Maintenant il y a des danseurs, vous l’avez certainement remarqué dans le spectacle de Boogy Dance, qui prennent dans l’art performance pour l’introduire dans leur chorégraphie. C’est une mouvance populaire ces jours-ci, parce que le public a aussi soif de voir des choses nouvelles, des choses moins codifies, moins réglées comme du papier de musique. Même quand on fait des ateliers d’art performance à Yaoundé avec Christian Etongo qui est notre mentor dans l’art performance, il invite les artistes de tous les bords à venir faire ces ateliers, pour qu’ils comprennent l’esprit de la performance, pas forcément pour qu’ils deviennent des performeurs, mais pour qu’ils prennent un peu l’esprit de la performance pour l’ajouter dans leurs créations. »
Ekouoh Ndjalla Thierry Aubin, alias Junior Boogy (président Boogy Dance) à propos de « Woman’s Print » de Gabriella Badjeck.
Quand une femme décide de vous vendre ça

« C’est la deuxième fois que j’assiste à cette performance « Woman’s Print ». La première était au lors d’un festival, dernièrement. Au niveau du décor je l’ai trouvé un peu plus beau qu’au festival suscité. Ce qui, pour ma part, signifie qu’elle a eu encore à travailler dur pour améliorer son spectacle. Je kiffe ! J’ai vraiment aimé sa performance.
La performance c’est un domaine de l’art que je n’avais pas encore eu à connaitre si ce n’est pas seulement l’année dernière ou il y a deux ans, grâce à mon confrère Snake Zobel de la compagnie Zora Snake. Lui il mélange sa performance avec la danse. Du coup je me retrouve facilement. Là, avec Gabriella Badjeck c’est beaucoup plus compliqué de comprendre, malgré la beauté des gestes. Mais une fois qu’elle se met à expliquer, vous comprenez parfaitement ce qu’est « Woman’s Print ». Dans notre spectacle, il y a un peu de performance, à côté de la danse. Je vous prends, par exemple, où je suis entrain de me battre avec des chaînes. Je suis artiste et Il ne faudrait pas que je reste dans mon monde de danseur. Je dois aussi visiter tous les autres arts. Et cela explique le fait que je fais l’effort d’aller à l’Institut Français du Cameroun, au Goethe Institut, où de rester après mon spectacle comme aujourd’hui pour assister celui de Gabriella Badjeck. C’est pour m’enrichir davantage. Lorsque je regarde un spectacle comme celui auquel nous venons d’assister ça me donne des idées. En tant que danseur j’ai besoin d’élargir mes horizons et mon domaine de définition, pour conquérir le maximum de publics possible. »
Guy Tsopmo, le créateur du « Kopaha » pose son regard sur la prestation du slameur Silver

« Silver nous a présenté une pièce originale. Il est spécial en son genre parce que, à mon avis, non seulement il est créatif, original, mais il est objectif.

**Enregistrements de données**
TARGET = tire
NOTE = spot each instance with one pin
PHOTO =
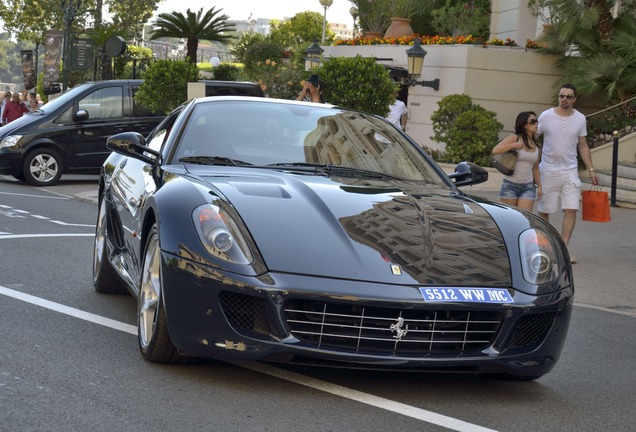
(42, 167)
(152, 329)
(105, 278)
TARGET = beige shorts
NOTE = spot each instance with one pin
(560, 188)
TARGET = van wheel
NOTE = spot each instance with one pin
(42, 167)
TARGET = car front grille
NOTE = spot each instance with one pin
(531, 330)
(246, 314)
(385, 331)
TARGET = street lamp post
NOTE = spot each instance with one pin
(70, 9)
(325, 4)
(312, 60)
(415, 56)
(354, 13)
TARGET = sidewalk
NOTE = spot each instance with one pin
(606, 252)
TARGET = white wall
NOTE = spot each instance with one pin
(506, 80)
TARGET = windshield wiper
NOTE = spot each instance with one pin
(361, 172)
(337, 169)
(213, 160)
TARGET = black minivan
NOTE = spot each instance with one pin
(68, 134)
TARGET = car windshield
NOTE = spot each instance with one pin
(300, 138)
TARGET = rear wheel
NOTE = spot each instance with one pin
(105, 278)
(42, 167)
(152, 329)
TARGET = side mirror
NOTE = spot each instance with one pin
(468, 173)
(133, 144)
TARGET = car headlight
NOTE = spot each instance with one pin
(220, 235)
(10, 141)
(541, 257)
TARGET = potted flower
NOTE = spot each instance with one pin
(374, 16)
(401, 12)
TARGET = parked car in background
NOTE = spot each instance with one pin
(263, 229)
(68, 134)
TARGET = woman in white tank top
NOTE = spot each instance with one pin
(523, 187)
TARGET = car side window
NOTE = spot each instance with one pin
(104, 103)
(140, 110)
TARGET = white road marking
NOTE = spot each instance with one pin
(68, 224)
(12, 210)
(34, 196)
(57, 307)
(334, 389)
(14, 236)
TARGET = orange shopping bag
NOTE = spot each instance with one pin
(595, 205)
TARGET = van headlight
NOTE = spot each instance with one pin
(10, 141)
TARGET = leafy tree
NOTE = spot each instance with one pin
(10, 66)
(194, 27)
(277, 80)
(260, 52)
(301, 29)
(242, 45)
(468, 130)
(226, 72)
(166, 84)
(459, 17)
(133, 62)
(358, 83)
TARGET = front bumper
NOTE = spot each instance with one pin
(300, 319)
(10, 163)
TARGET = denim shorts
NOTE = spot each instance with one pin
(517, 190)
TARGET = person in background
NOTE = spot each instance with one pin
(312, 90)
(398, 114)
(33, 104)
(524, 185)
(13, 109)
(564, 131)
(5, 99)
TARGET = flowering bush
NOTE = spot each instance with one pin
(276, 80)
(499, 42)
(433, 40)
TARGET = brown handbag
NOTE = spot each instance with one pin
(505, 162)
(595, 205)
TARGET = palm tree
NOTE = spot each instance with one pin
(596, 48)
(193, 27)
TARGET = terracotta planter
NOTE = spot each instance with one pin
(373, 35)
(399, 27)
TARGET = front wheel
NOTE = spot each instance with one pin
(42, 167)
(152, 329)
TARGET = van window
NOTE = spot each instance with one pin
(104, 103)
(139, 110)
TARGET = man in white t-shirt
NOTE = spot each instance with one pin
(398, 114)
(564, 131)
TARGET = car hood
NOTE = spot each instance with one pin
(381, 231)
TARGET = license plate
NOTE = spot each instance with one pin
(466, 295)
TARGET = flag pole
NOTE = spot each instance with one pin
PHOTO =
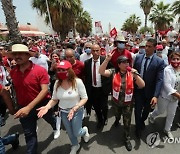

**TRAVAIL À FAIRE**
A. Répondez à ces questions d'après l'extrait :
(i) Qui est présenté comme le mentor dans l'art performance lors des ateliers à Yaoundé ?
(ii) Grâce à quel confrère, et de quelle compagnie, l'art performance a-t-il été découvert dans le deuxième témoignage ?
(iii) Qui est le créateur du « Kopaha » ?
B. Modifiez, s'il vous plaît, le passage de l'extrait qui commence aux mots « Guy Tsopmo, le » et s'arrête après « il est objectif. », en remplaçant « créatif » par « inventif ».
Les items ne servent à rien pour ce travail.

**RÉPONSES**
A.
(i) Christian Etongo.
(ii) Snake Zobel, de la compagnie Zora Snake.
(iii) Guy Tsopmo.

B.
Guy Tsopmo, le créateur du « Kopaha » pose son regard sur la prestation du slameur Silver

« Silver nous a présenté une pièce originale. Il est spécial en son genre parce que, à mon avis, non seulement il est inventif, original, mais il est objectif.